# You know it's hot when....



## nabi (Nov 25, 2004)

you see a naked Bella, wearing only her diamonds, sleeping outside !


----------



## Boogaloo (Mar 27, 2004)

Aw, sweet little Bella!!


----------



## fizzy n kirbys mum (Jan 17, 2005)

so very precious , just a perfect angel


----------



## xx-nathalie-xx (Jan 10, 2005)

Bella ....so precious :shock: i love her 

kisses nat


----------



## Tinker (Jan 3, 2005)

Naked or not she is just darling. Love her bling bling collar too.


----------



## luvmydogs (May 13, 2005)

What a sweetie. She looks so cozy and content.

Leslie


----------



## CooperChi (Dec 16, 2004)

:lol: Great photo. She looks like an angel!


----------



## KB (Apr 13, 2004)

OH MY :shock: It must be hot!


----------



## sjc (Jan 14, 2005)

Sweet Bella!!


----------



## Sachem (Jul 1, 2005)

LOL too funny, cute picture


----------



## ilovesadie (Jun 1, 2004)

She is one HOT mamma!


----------



## carachi (Mar 20, 2005)

Sweet


----------



## KJsChihuahuas (Jan 6, 2005)

AHHH She looks good naked  :lol:


----------



## Vanessa (May 16, 2005)

SCORCHIN!!! :wink:


----------



## Auggies Mom (Jun 9, 2004)

She looks beautiful


----------



## SC (Oct 15, 2004)

Awww, she is such a little princess.


----------



## Gadget's Mom (Jan 14, 2005)

bella is beautiful sleeping outside


----------



## mychisangel (May 6, 2005)

Lovely pic, she's a little cutie.


----------



## Rachael Polachek (Feb 19, 2005)

<gasp> Bella is naked! :lol: How adorable, as always. Every now and then, when it's really hot and humid, I send Lily to daycare naked and everybody always comments on it. :lol:


----------



## chimom (Apr 1, 2005)

As my youngest grand-daughter would say - "oh, I see her nekkie butt". LOL 

She really looks relaxed though. Love the collar. That is the one drawback to having a long hair chi. I keep buying all these really cute collars for Jasmine, but with her long hair you can't even see them. :lol:


----------



## luv4mygirls (Feb 20, 2005)

well i head it through the grape vine that fizzy dave likes to see his women wearing nothing but diamonds  but you didn't hear that from me and chiwi!


----------



## nabi (Nov 25, 2004)

luv4mygirls said:


> well i head it through the grape vine that fizzy dave likes to see his women wearing nothing but diamonds  but you didn't hear that from me and chiwi!


Shocking !


----------



## purpleboy2 (Apr 2, 2005)

great picture


----------

- **OBJECTIVE A**:
Answer these questions about the forum thread on Bella:
(i) According to nabi's first post, what is Bella wearing?
(ii) What is the name of the dog that Rachael Polachek sometimes sends to daycare naked?
(iii) According to chimom, why can't Jasmine's collars be seen?
- **OBJECTIVE B**: Write out the stretch of the forum thread on Bella from "## luvmydogs (May" through "like an angel!" word for word.

Entries excerpted from a collection:
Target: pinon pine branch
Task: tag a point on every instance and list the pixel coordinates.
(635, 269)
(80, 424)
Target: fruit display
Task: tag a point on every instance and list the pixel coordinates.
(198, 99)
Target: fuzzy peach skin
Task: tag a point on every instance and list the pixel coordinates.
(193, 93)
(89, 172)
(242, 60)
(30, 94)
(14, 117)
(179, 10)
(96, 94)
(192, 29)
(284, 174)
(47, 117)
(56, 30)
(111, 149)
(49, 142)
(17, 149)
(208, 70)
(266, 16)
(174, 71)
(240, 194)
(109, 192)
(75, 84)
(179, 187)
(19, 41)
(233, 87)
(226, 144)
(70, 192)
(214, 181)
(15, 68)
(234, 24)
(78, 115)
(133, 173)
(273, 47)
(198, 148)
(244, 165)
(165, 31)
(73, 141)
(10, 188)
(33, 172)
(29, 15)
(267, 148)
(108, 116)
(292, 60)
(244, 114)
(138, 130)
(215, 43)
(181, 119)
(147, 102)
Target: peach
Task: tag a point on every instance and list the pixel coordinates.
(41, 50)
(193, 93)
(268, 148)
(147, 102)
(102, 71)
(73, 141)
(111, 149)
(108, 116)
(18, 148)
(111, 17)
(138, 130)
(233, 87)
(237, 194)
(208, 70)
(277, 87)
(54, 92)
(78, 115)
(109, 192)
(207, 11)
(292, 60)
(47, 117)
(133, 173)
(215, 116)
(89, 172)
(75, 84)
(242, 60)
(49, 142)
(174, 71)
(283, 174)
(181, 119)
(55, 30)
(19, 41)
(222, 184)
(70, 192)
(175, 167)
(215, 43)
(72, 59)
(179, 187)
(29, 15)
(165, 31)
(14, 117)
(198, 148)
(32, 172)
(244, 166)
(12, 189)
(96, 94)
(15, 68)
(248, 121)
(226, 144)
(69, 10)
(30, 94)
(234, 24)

- **REPLY A**:
(i) Only her diamonds.
(ii) Lily.
(iii) Jasmine's long hair hides them.

- **REPLY B**:
## luvmydogs (May 13, 2005)

What a sweetie. She looks so cozy and content.

Leslie


----------



## CooperChi (Dec 16, 2004)

:lol: Great photo. She looks like an angel!